## Exercise text
↓

Current treatment for osteosarcoma relies on chemotherapy drugs that are non specific and cause significant toxicity. This project aims to find new treatments that will be more targeted towards cancer cells.
In the 1970s the introduction of chemotherapy treatment after surgery increased survival rates of osteosarcoma. Chemotherapy is now also used before surgery; however, since then, there has been no real advances in treatment options for osteosarcoma patients and the survival rates have remained poor, particularly for those patients who present with metastatic disease.
Current treatment for osteosarcoma relies on classical chemotherapy drugs which have significant side effects because they also kill non-cancerous cells; patients often become resistant to these drugs, further limiting their treatment options.
Professor Alison Gartland and her research team at The University of Sheffield have tested over 4320 compounds for their effect at reducing the growth of osteosarcoma cells. Out of them, 5 were found to be highly effective in reducing osteosarcoma cell growth; they also reduced the ability of the osteosarcoma cells to move, suggesting they may be able to prevent osteosarcoma spreading (metastasising) to other parts of the body.
Initial results indicate that these drugs may be able to kill osteosarcoma cells that are resistant to conventional chemotherapy.
What does this research aim to achieve?
The newly awarded research project will allow the team to expand the initial results and test these 5 drugs in more clinically relevant laboratory models.
The project will benefit from a collaboration with 3 specialist bone sarcoma surgical centres funded by our Infrastructure Grants (Birmingham, Newcastle and Oswestry) and will utilise tumour samples from osteosarcoma patients, to maximise the relevance of the results obtained.
How will this project benefit primary bone cancer patients?
There is a distinct lack of new treatment options available for osteosarcoma patients. This project aims to find potential new drug treatments that hopefully will enable more patients to live longer, fuller lives.

↑

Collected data
↓

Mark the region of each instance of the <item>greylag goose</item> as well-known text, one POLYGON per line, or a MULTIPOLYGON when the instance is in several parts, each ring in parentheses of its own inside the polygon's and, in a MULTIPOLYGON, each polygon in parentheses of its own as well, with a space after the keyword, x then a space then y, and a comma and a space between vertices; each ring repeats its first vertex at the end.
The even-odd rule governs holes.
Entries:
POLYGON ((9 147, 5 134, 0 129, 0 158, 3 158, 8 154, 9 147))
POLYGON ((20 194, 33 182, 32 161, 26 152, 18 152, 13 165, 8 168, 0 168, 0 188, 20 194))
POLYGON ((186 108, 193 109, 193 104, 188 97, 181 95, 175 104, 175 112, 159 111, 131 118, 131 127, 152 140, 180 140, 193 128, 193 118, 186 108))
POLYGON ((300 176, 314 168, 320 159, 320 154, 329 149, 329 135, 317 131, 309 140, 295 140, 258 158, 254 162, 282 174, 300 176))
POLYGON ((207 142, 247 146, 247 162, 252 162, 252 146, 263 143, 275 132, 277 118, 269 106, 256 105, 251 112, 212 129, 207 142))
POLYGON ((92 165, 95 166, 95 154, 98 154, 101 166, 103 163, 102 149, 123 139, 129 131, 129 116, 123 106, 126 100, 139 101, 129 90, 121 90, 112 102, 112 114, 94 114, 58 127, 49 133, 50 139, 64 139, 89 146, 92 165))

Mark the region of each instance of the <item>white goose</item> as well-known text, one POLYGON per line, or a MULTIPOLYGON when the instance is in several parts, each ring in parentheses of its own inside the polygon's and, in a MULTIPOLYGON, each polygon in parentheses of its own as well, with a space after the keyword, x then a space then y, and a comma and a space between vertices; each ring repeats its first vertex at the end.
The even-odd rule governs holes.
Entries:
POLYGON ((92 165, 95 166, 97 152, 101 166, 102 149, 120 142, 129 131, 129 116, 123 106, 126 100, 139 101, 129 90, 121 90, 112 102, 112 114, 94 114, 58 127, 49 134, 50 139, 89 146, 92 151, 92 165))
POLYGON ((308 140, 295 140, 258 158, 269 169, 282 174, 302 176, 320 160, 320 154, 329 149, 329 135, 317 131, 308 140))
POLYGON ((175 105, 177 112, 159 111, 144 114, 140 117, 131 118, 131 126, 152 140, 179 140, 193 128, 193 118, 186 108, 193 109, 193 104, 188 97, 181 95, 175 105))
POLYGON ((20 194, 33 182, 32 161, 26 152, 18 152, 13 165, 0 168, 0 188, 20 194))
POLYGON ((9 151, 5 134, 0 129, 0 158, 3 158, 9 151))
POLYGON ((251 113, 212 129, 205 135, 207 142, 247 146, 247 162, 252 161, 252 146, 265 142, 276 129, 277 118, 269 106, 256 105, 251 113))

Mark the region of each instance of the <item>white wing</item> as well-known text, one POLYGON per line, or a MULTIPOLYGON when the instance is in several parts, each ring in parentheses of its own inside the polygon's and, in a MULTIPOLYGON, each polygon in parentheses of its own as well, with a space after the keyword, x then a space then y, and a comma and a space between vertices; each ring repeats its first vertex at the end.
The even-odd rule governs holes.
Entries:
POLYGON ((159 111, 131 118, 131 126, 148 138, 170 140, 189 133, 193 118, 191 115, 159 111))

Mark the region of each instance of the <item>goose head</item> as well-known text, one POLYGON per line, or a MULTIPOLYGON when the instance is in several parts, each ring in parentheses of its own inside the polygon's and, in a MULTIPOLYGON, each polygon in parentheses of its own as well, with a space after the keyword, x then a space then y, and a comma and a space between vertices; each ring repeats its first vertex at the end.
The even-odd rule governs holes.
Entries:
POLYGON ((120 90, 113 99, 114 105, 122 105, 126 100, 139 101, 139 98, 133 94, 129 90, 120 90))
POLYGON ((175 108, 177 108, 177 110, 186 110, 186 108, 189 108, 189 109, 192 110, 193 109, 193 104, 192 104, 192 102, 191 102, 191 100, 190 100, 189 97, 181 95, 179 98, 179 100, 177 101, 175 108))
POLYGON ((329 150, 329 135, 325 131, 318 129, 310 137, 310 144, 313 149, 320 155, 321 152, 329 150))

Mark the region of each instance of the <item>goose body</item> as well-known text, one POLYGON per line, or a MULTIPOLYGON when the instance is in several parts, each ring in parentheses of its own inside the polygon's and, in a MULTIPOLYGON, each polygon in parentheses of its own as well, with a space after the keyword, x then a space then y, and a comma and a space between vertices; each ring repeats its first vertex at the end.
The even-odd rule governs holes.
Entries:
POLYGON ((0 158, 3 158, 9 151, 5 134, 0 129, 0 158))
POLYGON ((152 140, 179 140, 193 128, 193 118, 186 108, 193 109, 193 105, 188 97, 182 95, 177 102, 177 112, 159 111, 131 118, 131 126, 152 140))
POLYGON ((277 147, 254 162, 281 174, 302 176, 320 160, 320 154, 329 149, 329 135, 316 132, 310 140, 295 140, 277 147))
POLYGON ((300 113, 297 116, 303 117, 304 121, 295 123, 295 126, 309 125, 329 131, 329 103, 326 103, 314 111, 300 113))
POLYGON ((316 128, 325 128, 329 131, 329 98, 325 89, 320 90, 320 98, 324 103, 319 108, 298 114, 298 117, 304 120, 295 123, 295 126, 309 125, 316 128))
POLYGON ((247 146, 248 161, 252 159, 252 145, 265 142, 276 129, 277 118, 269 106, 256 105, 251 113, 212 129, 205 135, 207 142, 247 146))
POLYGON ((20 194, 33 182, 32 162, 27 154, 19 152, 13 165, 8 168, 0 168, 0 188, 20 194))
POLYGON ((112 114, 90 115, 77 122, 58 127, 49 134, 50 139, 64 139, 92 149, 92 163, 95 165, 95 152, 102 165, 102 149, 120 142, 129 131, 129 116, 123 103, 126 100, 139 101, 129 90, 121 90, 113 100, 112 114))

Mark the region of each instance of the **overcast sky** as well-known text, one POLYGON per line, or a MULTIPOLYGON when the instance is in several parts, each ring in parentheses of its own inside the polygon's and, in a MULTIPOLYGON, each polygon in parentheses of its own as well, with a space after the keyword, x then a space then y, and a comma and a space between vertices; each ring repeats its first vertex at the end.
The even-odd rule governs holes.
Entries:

↑

## Task requirements
Decide whether each statement agrees with the osteosarcoma research text, answering yes or no and quoting the deciding words: (a) The research team tested more than 4320 compounds. (b) Since the 1970s, chemotherapy for osteosarcoma has been given only after surgery. (c) The 5 effective compounds increased the ability of osteosarcoma cells to move. The listing above is separate material with no connection to the osteosarcoma research text.

## Response
(a) Yes: "have tested over 4320 compounds for their effect at reducing the growth of osteosarcoma cells"
(b) No: "Chemotherapy is now also used before surgery"
(c) No: "they also reduced the ability of the osteosarcoma cells to move"